What you have to do
Lines with the word "instance": copy all of them from the entries below.

Records for this exercise
____

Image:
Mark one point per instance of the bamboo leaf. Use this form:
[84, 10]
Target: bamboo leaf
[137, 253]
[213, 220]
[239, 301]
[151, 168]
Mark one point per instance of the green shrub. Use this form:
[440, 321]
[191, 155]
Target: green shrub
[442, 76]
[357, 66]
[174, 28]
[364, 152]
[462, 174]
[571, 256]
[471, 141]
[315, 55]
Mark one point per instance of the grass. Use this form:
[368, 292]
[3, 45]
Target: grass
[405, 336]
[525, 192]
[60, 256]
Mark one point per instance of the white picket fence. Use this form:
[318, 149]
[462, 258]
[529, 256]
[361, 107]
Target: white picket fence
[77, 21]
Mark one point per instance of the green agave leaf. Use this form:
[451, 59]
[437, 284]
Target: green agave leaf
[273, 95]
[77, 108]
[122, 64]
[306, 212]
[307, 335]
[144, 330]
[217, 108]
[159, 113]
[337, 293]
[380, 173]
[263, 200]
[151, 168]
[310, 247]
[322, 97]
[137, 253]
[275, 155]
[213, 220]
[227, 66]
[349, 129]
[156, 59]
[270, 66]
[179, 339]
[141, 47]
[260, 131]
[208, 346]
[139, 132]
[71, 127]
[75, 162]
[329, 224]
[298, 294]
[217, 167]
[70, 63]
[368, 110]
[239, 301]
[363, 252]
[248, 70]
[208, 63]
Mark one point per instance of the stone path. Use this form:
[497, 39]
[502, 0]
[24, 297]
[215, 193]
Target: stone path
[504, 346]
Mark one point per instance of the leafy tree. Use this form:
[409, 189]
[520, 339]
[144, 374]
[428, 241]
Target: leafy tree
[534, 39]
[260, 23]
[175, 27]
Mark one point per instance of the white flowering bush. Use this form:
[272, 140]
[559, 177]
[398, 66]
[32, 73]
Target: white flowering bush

____

Worked solution
Mark one point per instance of the bamboo leaf. Use this form:
Mark one point per instance of the green shrub. Use this form:
Mark one point per instance of the grass. Use this form:
Mark one point per instance of the white picket fence. Use this form:
Mark one point per instance of the green agave leaf. Use this form:
Mark one point per instance of the stone path. Use this form:
Mark one point per instance of the leafy tree. Use this form:
Mark one point per instance of the white flowering bush. Use this form:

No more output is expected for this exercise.